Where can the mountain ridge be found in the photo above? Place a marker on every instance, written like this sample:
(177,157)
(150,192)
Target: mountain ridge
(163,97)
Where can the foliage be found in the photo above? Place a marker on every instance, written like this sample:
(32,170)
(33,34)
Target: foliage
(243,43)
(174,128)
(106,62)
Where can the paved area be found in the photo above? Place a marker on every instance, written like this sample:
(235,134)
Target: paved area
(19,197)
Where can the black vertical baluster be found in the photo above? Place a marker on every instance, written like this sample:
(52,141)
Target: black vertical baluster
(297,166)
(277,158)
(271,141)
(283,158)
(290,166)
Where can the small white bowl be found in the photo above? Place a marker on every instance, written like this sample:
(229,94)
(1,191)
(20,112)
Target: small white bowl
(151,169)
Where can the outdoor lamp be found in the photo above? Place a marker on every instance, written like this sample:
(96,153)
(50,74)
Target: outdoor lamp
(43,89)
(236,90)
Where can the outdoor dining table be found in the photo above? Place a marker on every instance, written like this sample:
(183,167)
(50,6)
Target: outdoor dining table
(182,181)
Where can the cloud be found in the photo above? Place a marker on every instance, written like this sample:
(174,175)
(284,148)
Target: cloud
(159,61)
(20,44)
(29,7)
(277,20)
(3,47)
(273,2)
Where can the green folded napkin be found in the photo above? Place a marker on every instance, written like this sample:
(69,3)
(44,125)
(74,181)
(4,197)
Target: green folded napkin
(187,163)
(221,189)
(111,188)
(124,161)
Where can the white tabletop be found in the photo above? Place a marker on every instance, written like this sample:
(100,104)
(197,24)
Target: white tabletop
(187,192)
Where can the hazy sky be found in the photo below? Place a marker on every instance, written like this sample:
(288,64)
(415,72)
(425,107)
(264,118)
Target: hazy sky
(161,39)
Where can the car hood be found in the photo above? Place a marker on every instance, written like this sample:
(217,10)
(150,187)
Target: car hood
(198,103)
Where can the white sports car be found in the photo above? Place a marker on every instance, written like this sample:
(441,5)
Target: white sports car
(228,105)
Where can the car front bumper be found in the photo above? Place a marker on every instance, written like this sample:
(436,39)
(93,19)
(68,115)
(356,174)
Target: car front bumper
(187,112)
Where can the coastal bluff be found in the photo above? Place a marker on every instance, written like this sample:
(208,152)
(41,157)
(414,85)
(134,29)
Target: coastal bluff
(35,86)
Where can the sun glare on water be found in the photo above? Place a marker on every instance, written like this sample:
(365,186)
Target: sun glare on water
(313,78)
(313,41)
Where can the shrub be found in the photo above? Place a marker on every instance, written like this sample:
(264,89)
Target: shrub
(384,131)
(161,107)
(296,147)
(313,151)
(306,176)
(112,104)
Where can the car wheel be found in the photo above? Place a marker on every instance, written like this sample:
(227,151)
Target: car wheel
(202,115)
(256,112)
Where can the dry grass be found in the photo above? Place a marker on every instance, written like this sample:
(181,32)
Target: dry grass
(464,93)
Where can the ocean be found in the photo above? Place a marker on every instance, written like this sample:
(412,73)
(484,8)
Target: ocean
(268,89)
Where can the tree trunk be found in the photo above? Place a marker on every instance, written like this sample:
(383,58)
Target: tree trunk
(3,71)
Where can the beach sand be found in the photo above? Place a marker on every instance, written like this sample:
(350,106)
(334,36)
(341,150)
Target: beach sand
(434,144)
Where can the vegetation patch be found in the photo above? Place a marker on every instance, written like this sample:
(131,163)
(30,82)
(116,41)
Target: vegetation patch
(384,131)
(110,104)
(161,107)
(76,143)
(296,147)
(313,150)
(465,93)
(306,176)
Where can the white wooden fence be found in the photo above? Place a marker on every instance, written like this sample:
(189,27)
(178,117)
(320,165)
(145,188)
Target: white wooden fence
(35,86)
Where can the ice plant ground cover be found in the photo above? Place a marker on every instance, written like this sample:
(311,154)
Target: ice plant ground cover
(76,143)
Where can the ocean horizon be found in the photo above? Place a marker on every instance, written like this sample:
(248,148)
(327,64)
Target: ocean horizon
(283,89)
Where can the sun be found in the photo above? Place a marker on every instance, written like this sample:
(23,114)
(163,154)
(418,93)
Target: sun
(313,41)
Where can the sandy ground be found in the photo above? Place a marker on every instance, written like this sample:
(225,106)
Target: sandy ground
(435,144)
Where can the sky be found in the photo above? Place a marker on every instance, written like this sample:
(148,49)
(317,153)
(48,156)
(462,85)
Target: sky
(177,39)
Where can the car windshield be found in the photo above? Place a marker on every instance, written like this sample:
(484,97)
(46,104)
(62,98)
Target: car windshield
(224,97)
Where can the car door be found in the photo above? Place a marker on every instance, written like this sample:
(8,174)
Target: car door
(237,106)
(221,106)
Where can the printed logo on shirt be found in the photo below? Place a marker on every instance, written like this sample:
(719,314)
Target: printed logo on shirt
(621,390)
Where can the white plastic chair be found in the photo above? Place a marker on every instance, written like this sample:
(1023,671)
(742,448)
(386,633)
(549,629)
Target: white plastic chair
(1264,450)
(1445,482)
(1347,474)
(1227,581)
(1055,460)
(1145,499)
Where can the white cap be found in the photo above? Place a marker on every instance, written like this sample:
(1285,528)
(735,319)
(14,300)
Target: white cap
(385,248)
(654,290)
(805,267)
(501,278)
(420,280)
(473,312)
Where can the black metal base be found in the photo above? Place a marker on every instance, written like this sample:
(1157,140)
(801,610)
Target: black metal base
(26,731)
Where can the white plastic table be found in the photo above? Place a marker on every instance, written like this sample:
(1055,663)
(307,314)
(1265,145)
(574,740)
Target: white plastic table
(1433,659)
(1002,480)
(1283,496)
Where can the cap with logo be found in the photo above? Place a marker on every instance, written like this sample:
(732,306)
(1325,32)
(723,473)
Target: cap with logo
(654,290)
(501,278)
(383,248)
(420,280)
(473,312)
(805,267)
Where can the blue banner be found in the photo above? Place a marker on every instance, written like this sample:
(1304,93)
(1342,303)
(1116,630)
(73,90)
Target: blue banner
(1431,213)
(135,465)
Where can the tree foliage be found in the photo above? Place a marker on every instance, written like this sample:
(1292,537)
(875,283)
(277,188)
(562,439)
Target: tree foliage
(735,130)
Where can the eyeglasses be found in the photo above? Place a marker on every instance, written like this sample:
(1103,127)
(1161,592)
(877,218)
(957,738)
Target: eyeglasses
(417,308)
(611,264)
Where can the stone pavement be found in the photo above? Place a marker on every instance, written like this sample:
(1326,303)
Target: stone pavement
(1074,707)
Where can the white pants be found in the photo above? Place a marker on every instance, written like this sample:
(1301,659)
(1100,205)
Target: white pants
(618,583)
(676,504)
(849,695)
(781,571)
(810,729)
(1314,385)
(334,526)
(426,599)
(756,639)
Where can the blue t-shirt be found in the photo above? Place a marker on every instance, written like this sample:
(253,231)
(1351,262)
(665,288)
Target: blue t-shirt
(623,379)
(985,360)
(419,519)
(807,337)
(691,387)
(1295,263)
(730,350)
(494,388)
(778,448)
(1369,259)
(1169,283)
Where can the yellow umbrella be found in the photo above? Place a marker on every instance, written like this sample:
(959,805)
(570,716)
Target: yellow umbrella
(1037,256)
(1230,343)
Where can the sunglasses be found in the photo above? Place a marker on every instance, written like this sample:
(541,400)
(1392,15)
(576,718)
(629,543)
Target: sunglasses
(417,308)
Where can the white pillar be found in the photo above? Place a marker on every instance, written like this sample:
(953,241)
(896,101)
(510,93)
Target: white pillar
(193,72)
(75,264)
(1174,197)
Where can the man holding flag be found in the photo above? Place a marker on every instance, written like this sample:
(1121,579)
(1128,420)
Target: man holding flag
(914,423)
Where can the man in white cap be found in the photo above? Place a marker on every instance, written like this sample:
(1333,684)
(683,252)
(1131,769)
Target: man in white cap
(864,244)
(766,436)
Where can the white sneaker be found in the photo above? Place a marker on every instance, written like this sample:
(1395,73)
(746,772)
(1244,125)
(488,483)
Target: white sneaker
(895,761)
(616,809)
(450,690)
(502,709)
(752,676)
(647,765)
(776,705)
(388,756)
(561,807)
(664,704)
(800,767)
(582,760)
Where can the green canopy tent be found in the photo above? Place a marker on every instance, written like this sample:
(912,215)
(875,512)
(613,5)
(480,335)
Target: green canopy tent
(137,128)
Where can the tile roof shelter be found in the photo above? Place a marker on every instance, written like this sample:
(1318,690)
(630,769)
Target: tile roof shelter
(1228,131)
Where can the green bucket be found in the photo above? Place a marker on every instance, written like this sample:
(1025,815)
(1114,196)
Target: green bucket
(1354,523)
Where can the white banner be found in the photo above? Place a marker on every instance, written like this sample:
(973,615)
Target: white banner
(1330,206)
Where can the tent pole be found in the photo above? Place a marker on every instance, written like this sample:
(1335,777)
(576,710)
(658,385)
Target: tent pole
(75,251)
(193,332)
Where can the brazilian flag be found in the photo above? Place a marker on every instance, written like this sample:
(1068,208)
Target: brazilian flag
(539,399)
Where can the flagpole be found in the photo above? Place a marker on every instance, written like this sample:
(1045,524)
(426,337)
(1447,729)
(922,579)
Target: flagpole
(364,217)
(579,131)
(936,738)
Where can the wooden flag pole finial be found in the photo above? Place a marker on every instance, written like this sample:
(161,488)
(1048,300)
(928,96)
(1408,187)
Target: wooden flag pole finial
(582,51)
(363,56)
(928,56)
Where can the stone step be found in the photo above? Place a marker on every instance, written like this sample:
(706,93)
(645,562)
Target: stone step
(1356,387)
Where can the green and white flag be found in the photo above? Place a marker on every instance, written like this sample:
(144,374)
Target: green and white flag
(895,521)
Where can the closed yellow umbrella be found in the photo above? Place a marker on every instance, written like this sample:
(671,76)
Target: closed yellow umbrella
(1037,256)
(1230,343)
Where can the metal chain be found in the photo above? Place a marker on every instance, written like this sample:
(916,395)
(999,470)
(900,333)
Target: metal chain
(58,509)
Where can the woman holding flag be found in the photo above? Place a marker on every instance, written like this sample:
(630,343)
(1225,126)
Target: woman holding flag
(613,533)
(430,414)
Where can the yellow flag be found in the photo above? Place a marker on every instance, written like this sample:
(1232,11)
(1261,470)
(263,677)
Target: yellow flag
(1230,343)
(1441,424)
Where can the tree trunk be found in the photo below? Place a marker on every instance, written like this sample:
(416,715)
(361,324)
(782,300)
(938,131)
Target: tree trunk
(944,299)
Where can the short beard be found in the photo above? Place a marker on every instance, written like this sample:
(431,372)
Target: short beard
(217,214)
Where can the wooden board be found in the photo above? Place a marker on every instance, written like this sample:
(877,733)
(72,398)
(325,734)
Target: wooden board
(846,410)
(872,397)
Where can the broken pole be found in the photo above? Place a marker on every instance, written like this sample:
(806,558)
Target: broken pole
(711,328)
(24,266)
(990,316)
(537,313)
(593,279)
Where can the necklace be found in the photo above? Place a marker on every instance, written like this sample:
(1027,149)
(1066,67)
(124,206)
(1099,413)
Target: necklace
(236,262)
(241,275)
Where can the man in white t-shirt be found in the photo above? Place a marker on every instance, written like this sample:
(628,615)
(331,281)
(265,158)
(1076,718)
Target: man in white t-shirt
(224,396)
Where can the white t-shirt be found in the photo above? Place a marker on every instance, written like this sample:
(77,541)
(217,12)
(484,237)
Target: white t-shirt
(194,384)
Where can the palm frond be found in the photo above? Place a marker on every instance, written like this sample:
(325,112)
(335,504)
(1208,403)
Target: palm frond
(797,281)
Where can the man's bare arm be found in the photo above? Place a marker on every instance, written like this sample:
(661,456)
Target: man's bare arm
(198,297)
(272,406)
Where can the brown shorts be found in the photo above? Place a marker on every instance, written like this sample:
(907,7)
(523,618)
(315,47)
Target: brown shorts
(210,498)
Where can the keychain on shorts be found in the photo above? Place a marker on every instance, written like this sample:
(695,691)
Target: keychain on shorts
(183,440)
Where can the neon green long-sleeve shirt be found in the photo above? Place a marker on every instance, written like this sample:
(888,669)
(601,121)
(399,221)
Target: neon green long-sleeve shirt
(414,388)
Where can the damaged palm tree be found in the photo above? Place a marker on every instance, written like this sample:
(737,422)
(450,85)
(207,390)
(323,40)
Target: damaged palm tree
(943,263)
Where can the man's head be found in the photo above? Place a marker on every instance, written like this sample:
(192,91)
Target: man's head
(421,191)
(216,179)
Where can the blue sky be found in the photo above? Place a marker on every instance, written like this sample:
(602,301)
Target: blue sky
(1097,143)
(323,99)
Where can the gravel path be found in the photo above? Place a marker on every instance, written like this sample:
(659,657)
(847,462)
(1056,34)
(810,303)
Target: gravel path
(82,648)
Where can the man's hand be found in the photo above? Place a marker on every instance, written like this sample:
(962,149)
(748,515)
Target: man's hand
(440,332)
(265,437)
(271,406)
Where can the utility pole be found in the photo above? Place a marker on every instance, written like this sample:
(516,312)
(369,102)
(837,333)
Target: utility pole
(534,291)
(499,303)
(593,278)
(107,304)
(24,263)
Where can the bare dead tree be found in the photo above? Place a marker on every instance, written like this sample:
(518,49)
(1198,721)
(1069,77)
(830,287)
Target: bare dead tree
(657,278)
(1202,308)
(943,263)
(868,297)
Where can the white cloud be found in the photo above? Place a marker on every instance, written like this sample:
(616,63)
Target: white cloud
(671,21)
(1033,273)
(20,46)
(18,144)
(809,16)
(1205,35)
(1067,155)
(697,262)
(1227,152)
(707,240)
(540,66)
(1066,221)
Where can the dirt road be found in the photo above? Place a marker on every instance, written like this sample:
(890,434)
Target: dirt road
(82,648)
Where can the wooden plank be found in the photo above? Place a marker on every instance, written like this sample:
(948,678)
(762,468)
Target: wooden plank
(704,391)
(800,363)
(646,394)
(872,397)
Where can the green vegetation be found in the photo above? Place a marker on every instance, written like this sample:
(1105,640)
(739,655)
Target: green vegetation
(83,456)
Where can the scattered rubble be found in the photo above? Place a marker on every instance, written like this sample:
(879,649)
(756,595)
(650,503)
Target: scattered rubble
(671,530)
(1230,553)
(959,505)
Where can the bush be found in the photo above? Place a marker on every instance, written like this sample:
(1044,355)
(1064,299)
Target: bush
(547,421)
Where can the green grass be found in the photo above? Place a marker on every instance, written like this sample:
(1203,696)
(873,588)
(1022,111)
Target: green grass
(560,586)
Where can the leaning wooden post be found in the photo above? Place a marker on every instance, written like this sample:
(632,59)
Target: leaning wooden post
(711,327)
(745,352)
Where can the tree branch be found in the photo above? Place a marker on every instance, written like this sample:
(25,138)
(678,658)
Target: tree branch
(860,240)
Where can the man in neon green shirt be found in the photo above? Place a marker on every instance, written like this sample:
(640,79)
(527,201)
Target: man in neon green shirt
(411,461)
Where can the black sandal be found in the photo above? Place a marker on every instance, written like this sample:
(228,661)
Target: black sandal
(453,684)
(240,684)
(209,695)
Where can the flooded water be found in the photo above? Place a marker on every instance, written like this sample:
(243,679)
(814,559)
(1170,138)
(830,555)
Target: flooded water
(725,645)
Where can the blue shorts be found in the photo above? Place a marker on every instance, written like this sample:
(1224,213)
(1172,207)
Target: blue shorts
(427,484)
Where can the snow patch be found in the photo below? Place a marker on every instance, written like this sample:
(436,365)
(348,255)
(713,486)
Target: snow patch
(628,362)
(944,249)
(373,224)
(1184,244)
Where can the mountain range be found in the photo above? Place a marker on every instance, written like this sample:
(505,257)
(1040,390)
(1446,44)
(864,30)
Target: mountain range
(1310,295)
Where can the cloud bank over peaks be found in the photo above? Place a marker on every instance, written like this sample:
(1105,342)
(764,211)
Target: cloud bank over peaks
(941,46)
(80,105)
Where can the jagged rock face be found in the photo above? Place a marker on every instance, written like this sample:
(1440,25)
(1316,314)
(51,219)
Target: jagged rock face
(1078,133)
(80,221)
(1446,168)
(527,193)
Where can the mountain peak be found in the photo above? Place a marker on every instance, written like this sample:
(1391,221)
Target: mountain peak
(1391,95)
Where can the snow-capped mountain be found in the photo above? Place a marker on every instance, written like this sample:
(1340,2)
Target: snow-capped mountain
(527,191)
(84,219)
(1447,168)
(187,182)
==========
Exercise brief:
Starting with the line that contains "Where can the jagged", restate every line through the end of the records above, exactly and with no other lines.

Final answer:
Where can the jagged rock face be found in the photo above? Place a marker on every instance, written like this sample:
(1440,25)
(1316,314)
(51,219)
Target: jagged rock face
(1078,133)
(80,221)
(1446,168)
(527,193)
Where can the mountain peak be found in the photo above? Place a marker on every instance, written like this sample:
(1391,221)
Target: mountain peak
(1391,95)
Where can the snow-capped mountain be found in the photo above? Place a marker on every instance, written like this sample:
(1340,2)
Target: snow-capped mountain
(527,191)
(84,219)
(1447,168)
(187,182)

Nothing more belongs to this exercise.